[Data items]
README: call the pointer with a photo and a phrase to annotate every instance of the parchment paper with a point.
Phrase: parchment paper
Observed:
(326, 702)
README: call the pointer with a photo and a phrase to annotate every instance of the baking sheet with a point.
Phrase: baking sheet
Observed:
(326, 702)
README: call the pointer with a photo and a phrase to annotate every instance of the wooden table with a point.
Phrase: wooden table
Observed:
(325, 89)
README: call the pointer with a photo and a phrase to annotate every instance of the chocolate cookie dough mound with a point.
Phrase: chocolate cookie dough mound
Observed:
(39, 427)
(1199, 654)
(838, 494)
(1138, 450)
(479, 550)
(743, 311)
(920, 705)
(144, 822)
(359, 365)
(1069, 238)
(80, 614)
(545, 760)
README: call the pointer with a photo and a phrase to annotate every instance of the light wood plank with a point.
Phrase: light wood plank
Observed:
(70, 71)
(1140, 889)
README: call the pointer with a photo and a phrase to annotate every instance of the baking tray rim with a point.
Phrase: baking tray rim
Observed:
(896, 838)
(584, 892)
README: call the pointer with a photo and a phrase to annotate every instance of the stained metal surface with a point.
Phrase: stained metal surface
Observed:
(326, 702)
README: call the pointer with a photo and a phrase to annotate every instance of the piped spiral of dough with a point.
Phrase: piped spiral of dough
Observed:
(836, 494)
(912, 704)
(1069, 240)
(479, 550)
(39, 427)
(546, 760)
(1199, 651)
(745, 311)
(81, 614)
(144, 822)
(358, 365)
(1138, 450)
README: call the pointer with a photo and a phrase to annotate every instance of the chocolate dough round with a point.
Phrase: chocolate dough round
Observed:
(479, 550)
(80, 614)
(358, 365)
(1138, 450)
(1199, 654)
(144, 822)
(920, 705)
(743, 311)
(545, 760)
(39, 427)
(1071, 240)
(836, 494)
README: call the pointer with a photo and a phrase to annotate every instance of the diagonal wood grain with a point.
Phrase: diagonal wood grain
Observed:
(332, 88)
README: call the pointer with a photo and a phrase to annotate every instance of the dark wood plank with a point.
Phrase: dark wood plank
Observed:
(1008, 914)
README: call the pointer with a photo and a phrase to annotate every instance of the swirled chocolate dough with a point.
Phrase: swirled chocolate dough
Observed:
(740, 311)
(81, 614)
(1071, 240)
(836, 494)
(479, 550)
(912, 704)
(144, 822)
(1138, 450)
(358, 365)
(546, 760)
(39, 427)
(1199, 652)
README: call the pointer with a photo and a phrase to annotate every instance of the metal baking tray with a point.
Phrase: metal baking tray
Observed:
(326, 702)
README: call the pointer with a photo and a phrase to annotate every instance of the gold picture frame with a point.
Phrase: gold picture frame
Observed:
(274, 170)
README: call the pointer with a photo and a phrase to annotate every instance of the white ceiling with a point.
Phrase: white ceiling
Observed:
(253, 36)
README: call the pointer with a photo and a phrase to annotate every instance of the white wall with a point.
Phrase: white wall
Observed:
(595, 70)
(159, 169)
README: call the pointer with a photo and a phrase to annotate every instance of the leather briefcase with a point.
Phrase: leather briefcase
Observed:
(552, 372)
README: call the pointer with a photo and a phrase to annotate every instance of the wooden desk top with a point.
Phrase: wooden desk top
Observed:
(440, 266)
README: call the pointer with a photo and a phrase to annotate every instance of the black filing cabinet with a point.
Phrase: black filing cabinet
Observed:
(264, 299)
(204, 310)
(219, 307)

§ TASK DESCRIPTION
The data must be transcribed in full. Every word stays the same.

§ ANSWER SECTION
README: call the pointer with a photo and a phrase to annotate every instance of the parchment paper with a point.
Phrase: parchment paper
Observed:
(326, 702)
README: call the pointer with a photo and a phrase to annotate every instance of the baking sheet with a point.
Phrase: baking sheet
Observed:
(326, 702)
README: call the pointer with a photo and a phrase to annotate every instance of the wooden table with a point.
Phrase: wooden table
Observed:
(325, 89)
README: call the pointer with a photo and a phrase to annotate every instance of the chocolate cookie dough mound with a point.
Phrase: chocolate cookie dough mound
Observed:
(39, 427)
(1199, 654)
(838, 494)
(1138, 450)
(479, 550)
(743, 311)
(920, 705)
(144, 822)
(359, 365)
(1069, 238)
(80, 614)
(545, 760)
README: call the pointer with a photo and a phrase to annotate every instance of the light wood plank with a point.
Phrase: light wood plank
Observed:
(70, 71)
(1140, 889)
README: call the pointer with a photo and a phrase to annotate every instance of the baking tray rim with a point.
Phrase: baking tray rim
Observed:
(896, 838)
(584, 892)
README: call the pointer with a photo and a phrase to annotate every instance of the stained metal surface with a point.
Phrase: stained metal surface
Observed:
(326, 702)
README: call the pointer with a photo and a phrase to annotate every instance of the piped spiral of dough with a point.
Phrase: piped spiral of dough
Observed:
(836, 494)
(912, 704)
(1069, 240)
(479, 550)
(39, 427)
(546, 760)
(1199, 651)
(745, 311)
(81, 614)
(144, 822)
(358, 365)
(1138, 450)
README: call the pointer with a photo and a phrase to annotate every instance of the chocolate dough round with a point.
Phrase: chocolate dough round
Observed:
(479, 550)
(80, 614)
(358, 365)
(1138, 450)
(1199, 654)
(144, 822)
(920, 705)
(743, 311)
(545, 760)
(39, 427)
(1071, 240)
(836, 494)
README: call the pointer with a photo and a phrase to annotate every instance of the diagonal wood grain with a point.
Phrase: diagonal wood grain
Observed:
(332, 88)
README: call the pointer with a photo and a phrase to annotate every instance of the dark wood plank with a point.
Phrase: dark wood plank
Observed:
(1008, 914)
README: call the pointer with a photo and a phrase to annotate every instance of the swirled chocolate dough with a point.
Phrase: swirled chocolate dough
Observed:
(740, 311)
(81, 614)
(1071, 240)
(836, 494)
(479, 550)
(912, 704)
(144, 822)
(1138, 450)
(358, 365)
(546, 760)
(39, 427)
(1199, 652)
README: call the pointer with a photo and a phrase to annotate every instance of the metal baking tray with a point.
Phrase: metal baking tray
Observed:
(326, 702)
README: call the pointer with a photo and a phrase to annotate every instance of the gold picture frame with a point.
Phrase: gold picture frame
Observed:
(274, 170)
README: call the pointer with a photo and a phrase to annotate every instance of the white ceiling with a point.
Phrase: white ceiling
Observed:
(253, 36)
README: call the pointer with a photo and a phrase to annotate every instance of the white wall with a point.
Phrase: white wall
Observed:
(595, 70)
(159, 169)
README: call the pointer with a photo and a phrase to annotate every instance of the leather briefcase with a point.
Phrase: leather briefcase
Observed:
(552, 372)
README: call the pointer with a photo and a phrase to annotate every instance of the wooden desk top with a point.
Phrase: wooden desk top
Observed:
(440, 266)
README: call the pointer with a photo and a phrase to annotate every instance of the black filing cabinet with a point.
Phrase: black filing cabinet
Observed:
(264, 299)
(204, 310)
(219, 307)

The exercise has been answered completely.